RECORDS PROVIDED
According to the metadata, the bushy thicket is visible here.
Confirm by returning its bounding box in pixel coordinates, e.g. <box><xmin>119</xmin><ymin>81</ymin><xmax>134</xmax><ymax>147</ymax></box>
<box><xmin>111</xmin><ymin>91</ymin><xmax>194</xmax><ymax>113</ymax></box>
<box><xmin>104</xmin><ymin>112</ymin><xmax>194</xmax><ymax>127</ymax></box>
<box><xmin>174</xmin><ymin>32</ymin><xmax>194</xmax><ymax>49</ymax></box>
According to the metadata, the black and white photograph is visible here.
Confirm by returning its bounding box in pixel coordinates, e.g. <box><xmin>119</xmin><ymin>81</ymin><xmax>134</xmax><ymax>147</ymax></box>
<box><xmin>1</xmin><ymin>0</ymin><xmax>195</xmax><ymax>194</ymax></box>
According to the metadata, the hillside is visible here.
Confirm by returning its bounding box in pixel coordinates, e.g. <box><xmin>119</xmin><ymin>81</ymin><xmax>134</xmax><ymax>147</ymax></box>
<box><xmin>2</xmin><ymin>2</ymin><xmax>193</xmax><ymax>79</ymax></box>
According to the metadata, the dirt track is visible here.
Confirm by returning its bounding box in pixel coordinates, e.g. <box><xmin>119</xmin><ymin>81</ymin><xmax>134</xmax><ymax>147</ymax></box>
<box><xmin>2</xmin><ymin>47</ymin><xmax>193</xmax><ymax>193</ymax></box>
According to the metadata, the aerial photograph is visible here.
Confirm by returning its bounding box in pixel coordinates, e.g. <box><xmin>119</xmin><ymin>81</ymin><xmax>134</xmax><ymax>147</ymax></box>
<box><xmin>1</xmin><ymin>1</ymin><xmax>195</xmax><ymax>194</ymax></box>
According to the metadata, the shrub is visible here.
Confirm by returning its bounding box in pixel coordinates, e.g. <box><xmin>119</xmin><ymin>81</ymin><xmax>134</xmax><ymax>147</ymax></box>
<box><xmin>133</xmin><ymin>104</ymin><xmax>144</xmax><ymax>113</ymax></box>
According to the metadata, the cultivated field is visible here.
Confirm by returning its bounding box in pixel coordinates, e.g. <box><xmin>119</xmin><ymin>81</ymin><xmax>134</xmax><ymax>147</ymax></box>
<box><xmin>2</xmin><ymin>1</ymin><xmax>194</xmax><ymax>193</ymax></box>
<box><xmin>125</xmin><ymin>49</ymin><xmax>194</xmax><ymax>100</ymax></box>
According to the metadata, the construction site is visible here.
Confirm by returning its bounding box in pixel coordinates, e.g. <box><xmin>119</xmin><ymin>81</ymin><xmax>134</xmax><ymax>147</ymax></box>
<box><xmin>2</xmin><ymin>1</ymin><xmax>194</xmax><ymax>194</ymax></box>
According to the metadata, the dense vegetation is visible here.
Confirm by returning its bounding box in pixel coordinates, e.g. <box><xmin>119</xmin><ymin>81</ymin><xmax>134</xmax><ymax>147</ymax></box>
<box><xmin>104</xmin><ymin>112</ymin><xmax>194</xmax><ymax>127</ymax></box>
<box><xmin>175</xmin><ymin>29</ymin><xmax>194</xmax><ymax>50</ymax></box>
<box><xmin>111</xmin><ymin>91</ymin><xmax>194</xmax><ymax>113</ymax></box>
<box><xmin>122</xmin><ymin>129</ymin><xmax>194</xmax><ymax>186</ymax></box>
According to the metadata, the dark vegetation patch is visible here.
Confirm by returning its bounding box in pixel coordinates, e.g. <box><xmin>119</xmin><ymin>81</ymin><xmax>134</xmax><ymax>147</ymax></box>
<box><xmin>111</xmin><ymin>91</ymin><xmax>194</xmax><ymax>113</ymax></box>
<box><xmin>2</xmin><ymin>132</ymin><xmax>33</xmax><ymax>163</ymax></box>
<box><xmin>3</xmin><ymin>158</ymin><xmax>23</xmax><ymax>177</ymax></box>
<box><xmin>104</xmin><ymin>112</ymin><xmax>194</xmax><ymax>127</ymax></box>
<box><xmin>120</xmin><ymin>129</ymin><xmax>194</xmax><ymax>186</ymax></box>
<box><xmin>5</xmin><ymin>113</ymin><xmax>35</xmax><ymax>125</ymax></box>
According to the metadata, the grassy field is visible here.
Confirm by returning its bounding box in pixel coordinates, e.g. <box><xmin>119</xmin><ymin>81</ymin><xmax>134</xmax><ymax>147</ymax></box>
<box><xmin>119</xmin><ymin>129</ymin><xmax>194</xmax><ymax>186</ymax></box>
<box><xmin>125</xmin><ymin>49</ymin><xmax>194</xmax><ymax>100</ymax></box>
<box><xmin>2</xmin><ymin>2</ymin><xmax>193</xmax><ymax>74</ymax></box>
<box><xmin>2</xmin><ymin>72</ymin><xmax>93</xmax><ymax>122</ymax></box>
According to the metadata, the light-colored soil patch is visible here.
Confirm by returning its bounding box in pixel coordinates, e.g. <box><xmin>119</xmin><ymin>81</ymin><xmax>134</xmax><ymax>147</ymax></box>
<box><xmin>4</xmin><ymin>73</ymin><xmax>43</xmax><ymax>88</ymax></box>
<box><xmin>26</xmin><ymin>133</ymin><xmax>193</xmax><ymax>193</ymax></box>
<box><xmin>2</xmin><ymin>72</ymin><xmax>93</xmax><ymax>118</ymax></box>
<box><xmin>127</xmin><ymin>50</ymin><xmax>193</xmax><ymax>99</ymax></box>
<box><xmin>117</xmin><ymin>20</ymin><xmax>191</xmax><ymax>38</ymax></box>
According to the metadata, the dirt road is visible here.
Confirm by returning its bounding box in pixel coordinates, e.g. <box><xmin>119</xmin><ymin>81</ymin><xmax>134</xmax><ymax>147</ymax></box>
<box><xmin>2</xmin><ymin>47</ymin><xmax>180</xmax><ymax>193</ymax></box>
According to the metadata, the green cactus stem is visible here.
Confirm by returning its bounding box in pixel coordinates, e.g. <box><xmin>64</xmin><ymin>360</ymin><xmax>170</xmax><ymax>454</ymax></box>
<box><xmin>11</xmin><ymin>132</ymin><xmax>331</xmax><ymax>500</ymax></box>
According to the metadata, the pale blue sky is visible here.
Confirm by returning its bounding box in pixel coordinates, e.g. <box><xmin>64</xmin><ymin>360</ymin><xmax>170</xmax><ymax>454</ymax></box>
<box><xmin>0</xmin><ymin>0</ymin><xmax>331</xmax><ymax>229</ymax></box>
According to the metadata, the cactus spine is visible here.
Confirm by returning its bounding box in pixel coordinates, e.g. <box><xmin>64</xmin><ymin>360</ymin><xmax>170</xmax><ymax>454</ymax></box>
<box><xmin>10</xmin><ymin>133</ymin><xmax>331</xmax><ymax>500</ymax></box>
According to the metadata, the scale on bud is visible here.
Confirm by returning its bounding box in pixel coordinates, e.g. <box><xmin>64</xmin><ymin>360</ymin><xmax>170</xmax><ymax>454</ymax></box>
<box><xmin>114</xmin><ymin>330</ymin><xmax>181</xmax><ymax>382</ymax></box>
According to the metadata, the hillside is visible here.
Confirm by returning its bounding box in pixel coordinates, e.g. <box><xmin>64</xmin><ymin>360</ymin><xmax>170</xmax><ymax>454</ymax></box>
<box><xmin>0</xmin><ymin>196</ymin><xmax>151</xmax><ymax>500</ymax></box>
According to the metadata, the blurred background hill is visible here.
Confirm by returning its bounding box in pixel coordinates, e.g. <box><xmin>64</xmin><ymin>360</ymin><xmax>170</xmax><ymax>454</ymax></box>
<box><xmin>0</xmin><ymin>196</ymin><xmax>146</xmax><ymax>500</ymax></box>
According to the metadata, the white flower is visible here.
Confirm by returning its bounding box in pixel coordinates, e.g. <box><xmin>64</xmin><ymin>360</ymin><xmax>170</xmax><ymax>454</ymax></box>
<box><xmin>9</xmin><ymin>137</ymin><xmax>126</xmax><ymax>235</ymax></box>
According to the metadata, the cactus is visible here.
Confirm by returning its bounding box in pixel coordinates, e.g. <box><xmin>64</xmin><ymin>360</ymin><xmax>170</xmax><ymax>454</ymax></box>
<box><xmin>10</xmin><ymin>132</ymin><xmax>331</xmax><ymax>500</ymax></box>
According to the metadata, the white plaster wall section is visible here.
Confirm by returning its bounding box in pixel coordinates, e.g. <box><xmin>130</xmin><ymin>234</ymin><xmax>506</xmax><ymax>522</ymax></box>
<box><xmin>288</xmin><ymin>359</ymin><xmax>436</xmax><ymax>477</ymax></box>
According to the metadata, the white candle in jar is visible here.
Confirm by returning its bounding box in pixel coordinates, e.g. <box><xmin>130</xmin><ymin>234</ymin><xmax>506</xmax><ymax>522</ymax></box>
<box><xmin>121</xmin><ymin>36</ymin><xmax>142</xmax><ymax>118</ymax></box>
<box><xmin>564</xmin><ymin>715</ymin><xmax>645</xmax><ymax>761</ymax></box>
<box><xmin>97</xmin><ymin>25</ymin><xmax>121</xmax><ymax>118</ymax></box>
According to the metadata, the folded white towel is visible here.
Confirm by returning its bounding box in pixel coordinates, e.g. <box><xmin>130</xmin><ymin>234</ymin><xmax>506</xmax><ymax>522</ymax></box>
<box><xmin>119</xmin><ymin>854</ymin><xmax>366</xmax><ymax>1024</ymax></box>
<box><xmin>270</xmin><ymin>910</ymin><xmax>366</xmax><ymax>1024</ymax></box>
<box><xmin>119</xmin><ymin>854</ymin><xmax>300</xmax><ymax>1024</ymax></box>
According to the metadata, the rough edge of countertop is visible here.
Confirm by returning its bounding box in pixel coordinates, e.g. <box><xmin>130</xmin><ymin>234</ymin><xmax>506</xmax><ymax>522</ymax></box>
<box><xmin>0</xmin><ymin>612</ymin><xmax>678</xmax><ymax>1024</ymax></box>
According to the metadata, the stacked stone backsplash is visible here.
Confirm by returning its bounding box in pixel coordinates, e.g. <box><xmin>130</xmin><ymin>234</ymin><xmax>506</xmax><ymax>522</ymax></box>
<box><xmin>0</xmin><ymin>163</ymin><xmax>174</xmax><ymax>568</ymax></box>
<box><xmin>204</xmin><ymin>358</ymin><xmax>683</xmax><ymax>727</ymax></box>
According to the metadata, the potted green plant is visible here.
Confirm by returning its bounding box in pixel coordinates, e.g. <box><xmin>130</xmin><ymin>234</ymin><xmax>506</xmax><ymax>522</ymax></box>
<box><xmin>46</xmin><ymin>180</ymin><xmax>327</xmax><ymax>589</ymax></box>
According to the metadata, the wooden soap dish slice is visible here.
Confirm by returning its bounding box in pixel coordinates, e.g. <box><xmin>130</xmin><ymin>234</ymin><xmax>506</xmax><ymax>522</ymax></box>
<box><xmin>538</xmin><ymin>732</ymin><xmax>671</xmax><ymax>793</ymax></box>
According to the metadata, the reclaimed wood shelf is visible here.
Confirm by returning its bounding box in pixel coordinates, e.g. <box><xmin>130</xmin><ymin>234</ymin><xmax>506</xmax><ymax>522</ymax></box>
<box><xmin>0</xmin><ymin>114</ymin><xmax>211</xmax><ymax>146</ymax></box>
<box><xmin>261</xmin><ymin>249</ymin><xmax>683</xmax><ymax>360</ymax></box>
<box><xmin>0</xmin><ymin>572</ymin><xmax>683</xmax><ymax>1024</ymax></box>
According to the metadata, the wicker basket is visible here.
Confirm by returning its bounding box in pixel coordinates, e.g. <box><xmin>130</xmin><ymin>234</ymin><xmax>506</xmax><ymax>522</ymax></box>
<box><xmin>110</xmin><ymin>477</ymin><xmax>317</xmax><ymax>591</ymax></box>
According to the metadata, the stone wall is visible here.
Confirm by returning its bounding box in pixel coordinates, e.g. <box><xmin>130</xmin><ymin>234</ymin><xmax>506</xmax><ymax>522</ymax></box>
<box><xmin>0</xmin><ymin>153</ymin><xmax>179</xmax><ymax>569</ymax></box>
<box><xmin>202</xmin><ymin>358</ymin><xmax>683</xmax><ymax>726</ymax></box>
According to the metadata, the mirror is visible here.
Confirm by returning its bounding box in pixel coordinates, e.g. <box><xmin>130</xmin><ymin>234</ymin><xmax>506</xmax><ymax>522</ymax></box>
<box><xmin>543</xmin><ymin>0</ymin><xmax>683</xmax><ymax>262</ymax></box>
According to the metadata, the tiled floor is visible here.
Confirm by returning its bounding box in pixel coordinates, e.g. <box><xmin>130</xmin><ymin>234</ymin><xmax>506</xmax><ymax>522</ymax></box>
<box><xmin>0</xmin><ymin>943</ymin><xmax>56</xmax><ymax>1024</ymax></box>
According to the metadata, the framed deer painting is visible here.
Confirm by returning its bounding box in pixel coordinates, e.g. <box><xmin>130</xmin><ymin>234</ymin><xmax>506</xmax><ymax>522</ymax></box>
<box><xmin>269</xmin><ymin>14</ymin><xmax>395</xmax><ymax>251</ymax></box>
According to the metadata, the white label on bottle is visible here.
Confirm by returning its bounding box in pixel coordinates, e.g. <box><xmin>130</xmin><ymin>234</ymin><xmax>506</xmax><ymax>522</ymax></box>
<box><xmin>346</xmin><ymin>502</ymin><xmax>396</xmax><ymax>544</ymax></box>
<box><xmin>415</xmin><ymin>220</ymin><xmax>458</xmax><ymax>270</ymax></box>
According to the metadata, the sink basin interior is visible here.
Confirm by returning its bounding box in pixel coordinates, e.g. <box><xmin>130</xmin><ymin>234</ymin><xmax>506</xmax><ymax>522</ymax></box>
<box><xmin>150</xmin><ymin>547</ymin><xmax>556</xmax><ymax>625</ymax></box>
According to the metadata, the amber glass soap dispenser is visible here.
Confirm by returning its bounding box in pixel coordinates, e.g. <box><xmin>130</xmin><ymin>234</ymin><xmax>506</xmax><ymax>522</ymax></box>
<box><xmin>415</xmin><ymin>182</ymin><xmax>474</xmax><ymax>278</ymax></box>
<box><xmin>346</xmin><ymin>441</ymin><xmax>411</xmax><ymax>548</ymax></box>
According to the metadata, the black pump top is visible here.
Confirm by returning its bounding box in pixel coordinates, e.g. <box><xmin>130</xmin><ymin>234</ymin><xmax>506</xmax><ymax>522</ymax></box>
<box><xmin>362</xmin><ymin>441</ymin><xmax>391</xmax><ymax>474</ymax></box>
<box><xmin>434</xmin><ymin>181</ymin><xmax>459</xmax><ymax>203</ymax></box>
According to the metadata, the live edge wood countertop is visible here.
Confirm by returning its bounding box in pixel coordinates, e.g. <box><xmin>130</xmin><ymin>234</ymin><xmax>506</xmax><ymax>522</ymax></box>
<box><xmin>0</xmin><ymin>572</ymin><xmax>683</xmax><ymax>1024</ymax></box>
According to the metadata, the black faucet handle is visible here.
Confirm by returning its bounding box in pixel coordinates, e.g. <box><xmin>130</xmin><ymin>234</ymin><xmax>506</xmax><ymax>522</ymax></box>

REQUIRED TASK
Identify every line in the entries above that contains the word "white", and copy each such line. Case counts.

SOLUTION FOR THIS EXERCISE
According to the metadata, the black and white photograph is visible here.
According to the metadata, the white flower is visible here.
According to the metadata, the white plaster wall section is visible here.
According to the metadata, the white candle in jar is visible here.
According to the metadata, the folded white towel is visible here.
According to the metadata, the white label on bottle is visible here.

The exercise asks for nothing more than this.